PAGE EXTRACT:

+-------+

SU - I'm presuming the £35bn comment was a reference to this:

Since it's a liquidity measure, it can be described accurately as a rescue package. As it's related to liquidity rather than capitalisation, it would also be correct to say that it does not amount to a 'bail out' of any banks.

If so, then there's no circle needing squared...

Anonymous said...


Are you seriously trying to establish a semantic distinction between "rescue" and "bail out"?

Can you refer me to any technical definitions of those terms in this context?

Richard Thomson said...

Are you seriously trying to establish a semantic distinction between "rescue" and "bail out"?

I'm certainly happy to draw a distinction between liquidity and capitalisation. Presumably you are also?

In terms of linguistic precision, I'm happier with 'bail out' in the context of investing capital into particular banks than I would be in terms of describing a general injection of liquidity. While a 'bailing out' could clearly be part of a 'rescue package', a 'rescue package' needn't necessarily involve a 'bailing out'.

+-------+

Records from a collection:
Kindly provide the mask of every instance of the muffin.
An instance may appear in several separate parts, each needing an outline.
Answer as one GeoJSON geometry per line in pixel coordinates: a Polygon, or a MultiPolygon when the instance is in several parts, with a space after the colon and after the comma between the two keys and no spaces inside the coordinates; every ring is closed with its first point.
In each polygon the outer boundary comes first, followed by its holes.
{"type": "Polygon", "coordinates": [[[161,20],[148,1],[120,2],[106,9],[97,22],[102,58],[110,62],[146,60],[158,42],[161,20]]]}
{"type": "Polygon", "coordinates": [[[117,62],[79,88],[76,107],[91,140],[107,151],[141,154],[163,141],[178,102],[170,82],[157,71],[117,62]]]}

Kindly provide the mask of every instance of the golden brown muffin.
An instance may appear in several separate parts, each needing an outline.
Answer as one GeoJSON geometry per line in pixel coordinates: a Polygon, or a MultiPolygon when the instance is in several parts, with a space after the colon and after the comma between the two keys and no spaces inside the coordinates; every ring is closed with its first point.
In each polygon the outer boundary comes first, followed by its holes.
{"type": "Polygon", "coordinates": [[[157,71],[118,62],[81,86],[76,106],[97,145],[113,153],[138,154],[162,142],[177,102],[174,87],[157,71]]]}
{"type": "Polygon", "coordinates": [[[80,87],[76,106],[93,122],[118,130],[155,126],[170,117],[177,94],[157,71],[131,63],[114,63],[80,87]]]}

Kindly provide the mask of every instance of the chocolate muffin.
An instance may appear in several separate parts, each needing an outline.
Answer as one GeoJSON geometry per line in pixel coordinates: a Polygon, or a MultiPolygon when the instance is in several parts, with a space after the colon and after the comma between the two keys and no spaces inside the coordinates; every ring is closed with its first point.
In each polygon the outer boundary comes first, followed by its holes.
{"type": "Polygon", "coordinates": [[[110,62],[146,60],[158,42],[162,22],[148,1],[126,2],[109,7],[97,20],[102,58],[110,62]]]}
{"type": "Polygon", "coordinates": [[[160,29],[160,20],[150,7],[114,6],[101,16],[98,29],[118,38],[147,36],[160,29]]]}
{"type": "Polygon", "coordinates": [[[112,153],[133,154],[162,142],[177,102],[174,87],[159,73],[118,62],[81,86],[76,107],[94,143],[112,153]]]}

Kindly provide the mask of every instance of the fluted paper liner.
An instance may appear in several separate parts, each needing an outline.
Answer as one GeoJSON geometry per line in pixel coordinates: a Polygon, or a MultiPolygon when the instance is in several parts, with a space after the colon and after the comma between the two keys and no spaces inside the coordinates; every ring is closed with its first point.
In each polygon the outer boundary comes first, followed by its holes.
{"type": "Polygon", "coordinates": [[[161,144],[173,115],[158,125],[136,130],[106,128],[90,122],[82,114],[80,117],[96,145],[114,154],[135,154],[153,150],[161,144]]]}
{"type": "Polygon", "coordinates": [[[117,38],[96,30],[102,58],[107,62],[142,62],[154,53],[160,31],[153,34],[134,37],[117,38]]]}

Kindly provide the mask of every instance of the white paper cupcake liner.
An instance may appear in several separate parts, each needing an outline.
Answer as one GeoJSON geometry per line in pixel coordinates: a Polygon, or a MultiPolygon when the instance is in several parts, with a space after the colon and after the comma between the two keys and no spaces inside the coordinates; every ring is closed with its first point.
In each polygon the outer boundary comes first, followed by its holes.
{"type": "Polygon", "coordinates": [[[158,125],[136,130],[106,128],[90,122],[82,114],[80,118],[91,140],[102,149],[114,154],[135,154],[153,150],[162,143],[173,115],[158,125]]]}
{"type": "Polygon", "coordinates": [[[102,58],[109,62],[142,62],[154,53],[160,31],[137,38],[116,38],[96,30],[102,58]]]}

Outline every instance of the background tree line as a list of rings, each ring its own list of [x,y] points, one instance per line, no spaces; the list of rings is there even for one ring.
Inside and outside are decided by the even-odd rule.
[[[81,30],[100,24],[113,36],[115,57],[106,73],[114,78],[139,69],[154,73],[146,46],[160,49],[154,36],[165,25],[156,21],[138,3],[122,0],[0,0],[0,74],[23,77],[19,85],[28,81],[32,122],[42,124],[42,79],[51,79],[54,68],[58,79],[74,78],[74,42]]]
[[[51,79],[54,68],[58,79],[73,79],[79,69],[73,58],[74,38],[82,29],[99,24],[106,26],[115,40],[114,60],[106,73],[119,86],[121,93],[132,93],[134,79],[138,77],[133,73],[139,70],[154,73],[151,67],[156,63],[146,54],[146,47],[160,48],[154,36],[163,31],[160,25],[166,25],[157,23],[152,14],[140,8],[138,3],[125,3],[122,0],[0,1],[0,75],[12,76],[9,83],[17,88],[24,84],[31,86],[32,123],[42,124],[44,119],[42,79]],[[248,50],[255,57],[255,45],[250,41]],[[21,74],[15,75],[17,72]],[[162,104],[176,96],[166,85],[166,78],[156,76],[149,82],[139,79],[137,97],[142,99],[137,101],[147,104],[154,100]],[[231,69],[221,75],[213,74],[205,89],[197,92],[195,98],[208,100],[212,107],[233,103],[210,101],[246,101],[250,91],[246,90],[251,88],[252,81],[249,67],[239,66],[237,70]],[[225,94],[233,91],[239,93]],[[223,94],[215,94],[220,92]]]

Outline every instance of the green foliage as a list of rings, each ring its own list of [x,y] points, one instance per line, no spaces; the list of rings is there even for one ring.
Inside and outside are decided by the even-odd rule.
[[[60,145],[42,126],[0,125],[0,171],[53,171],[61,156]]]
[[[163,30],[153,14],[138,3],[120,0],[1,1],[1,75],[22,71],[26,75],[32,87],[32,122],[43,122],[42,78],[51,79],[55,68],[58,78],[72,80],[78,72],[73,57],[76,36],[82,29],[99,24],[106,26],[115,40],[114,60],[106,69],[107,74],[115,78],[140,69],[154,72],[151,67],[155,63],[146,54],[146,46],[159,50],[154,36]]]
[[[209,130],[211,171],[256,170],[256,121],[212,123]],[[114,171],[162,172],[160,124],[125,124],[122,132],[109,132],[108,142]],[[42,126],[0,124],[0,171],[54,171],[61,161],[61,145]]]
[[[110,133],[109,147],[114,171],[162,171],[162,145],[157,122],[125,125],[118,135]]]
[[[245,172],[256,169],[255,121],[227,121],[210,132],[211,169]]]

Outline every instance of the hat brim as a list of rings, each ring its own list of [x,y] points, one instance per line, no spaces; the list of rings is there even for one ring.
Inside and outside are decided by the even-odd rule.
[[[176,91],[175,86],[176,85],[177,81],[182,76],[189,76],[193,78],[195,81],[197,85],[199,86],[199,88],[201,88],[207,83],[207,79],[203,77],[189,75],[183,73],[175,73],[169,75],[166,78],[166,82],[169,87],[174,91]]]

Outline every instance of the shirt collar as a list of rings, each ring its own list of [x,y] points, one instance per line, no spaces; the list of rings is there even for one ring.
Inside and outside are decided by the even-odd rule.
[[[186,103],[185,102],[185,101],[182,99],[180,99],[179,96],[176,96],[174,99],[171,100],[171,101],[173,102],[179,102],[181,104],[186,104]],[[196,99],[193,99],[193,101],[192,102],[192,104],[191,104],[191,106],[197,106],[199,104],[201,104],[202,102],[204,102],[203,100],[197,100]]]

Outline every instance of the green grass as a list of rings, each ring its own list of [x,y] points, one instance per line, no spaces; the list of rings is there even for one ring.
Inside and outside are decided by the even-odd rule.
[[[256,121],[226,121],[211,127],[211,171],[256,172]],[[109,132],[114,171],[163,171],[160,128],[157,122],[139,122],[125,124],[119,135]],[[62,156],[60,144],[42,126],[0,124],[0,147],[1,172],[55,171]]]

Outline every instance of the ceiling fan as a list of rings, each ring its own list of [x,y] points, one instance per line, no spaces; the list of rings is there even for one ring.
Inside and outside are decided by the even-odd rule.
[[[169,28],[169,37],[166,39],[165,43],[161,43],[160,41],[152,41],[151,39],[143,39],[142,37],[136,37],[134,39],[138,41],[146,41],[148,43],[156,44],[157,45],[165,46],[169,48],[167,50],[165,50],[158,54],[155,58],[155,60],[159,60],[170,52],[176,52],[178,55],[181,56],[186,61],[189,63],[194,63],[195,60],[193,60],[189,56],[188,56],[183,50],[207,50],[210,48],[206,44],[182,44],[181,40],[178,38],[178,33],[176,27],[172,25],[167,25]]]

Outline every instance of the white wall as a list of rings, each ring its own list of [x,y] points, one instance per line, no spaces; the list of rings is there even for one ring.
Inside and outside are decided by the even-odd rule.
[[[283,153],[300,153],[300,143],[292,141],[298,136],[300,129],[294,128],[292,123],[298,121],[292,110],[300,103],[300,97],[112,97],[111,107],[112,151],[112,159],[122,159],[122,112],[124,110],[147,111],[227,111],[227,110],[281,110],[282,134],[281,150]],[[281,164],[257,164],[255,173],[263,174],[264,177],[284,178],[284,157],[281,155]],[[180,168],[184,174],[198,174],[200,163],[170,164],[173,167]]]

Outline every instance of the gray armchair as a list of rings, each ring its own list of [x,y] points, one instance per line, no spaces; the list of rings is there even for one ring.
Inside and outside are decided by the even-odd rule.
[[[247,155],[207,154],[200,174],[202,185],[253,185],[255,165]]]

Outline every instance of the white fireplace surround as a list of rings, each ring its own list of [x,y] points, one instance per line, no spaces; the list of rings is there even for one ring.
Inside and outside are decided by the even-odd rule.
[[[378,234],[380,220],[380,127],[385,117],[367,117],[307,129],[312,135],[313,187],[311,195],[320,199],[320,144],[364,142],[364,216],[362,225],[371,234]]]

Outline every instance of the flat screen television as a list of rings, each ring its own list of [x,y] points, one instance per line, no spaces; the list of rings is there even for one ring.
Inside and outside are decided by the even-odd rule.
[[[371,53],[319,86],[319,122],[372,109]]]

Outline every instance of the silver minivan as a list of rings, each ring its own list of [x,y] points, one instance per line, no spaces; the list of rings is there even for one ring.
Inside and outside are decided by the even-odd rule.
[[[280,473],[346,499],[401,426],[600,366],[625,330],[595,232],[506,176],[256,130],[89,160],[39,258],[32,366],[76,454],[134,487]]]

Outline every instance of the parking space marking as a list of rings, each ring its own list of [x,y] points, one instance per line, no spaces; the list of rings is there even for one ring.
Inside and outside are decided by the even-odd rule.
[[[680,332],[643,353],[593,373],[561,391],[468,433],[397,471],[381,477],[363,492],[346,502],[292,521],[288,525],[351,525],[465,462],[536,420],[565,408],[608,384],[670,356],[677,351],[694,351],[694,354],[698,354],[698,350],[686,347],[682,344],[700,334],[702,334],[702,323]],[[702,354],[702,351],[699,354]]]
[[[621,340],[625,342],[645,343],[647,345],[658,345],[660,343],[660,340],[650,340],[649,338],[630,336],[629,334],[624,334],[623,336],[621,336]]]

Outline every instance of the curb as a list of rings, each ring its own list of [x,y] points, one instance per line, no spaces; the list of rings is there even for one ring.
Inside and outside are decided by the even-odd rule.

+-------+

TASK LIST:
• A. According to the comment thread on the £35bn rescue package, what kind of measure is the package?
• B. Print everything in the comment thread from "I'm certainly happy" down to "a 'bailing out'.".
The lines are separate material with no connection to the comment thread.

LIST OF SOLUTIONS:
• A. A liquidity measure.

• B.
I'm certainly happy to draw a distinction between liquidity and capitalisation. Presumably you are also?

In terms of linguistic precision, I'm happier with 'bail out' in the context of investing capital into particular banks than I would be in terms of describing a general injection of liquidity. While a 'bailing out' could clearly be part of a 'rescue package', a 'rescue package' needn't necessarily involve a 'bailing out'.